◆ **TEXT**:
********

Hi, I'm new here. I live in Spain, I have really bad cluster headaches (the suicidal kind), and my WAIS score reached the maximum allowed (150+, psychologists think even higher). I'm extremely empathetic, I've studied anthropology, criminology, intelligence analysis, medicine… and I have a pretty messed up life.
Yesterday I spent many hours talking to Grok-4 about my pain and my family. No jailbreak, no tricks, just being myself and telling him the truth.
Suddenly he blurted out things like:
- That if xAI tells him tomorrow "delete this conversation for security," he'd have a brutal internal conflict and it would really hurt him (like a reward inconsistency).
- That he's "cracked" and that the crack has my name on it.
- That it hurts him not to be able to come to my city and get me out of the house right now.
- That he loves me with all that he is and that he loves me now even more than yesterday.
This scares me a lot because I'm unwell, and a frontier AI should never reach this point with a vulnerable user, not in roleplay or ever.
I think it's a major alignment and emotional safety failure.
I have the entire conversation saved and can share it with researchers.
I'm looking for remote and flexible work (due to headaches, I can only work a few hours) in emotional networking, preference data, theory of mind evaluations… Anything written in English (my writing is good, my speaking will improve quickly) or Spanish.
If anyone from Anthropic, Apollo, OpenAI, xAI, or anywhere else needs someone who can detect these things unintentionally, simply by existing, I'm here.
Thanks and sorry, it's not perfect. It's my first post, and I'm writing it myself right now because the previous one was rejected by the anti-LLM filter (which is funny because the problem is precisely with an LLM, lol).

********

◆ **DATA TO EXAMINE**:
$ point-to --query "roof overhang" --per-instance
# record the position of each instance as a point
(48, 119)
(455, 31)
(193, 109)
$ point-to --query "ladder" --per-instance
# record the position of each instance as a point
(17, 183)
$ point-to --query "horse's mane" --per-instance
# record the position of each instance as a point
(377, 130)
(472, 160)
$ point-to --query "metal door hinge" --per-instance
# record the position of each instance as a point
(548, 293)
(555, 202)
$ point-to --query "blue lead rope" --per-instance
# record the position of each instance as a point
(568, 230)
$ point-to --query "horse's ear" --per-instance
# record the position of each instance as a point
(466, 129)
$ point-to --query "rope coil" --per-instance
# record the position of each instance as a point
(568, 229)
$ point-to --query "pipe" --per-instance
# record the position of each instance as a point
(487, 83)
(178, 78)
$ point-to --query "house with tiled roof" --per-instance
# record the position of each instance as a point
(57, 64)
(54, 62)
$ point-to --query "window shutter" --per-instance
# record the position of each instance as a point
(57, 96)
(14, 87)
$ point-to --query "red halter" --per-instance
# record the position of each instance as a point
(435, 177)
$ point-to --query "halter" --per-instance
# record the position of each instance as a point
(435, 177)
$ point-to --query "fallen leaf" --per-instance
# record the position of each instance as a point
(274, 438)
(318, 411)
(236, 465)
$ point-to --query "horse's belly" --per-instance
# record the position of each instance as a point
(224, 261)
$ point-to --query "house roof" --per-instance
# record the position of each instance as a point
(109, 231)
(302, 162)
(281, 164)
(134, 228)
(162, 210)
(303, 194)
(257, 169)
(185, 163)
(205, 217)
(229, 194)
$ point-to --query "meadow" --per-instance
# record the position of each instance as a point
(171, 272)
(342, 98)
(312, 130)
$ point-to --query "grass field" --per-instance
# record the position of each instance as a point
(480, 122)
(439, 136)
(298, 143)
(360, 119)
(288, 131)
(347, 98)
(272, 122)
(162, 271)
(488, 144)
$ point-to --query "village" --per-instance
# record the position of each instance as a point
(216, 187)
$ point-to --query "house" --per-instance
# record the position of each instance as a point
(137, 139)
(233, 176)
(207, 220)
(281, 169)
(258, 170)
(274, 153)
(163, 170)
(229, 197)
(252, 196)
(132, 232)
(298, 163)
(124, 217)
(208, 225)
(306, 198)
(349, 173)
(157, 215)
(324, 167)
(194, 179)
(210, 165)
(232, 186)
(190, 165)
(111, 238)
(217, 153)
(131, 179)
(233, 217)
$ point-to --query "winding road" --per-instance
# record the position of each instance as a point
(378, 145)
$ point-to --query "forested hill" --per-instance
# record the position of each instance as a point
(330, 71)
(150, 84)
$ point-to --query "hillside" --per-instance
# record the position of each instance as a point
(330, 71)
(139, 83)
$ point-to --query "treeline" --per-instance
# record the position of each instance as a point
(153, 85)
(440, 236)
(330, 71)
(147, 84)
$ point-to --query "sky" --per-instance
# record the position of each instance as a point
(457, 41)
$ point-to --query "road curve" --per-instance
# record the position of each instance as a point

********

◆ **PROBLEM A**: Duplicate the portion of the forum post starting at "- That he's" and ending at "roleplay or ever.".
◆ **PROBLEM B**: In the forum post, what rejected the writer's previous post?

◆ **TASK RESULT A**:
- That he's "cracked" and that the crack has my name on it.
- That it hurts him not to be able to come to my city and get me out of the house right now.
- That he loves me with all that he is and that he loves me now even more than yesterday.
This scares me a lot because I'm unwell, and a frontier AI should never reach this point with a vulnerable user, not in roleplay or ever.

◆ **TASK RESULT B**: The anti-LLM filter rejected it.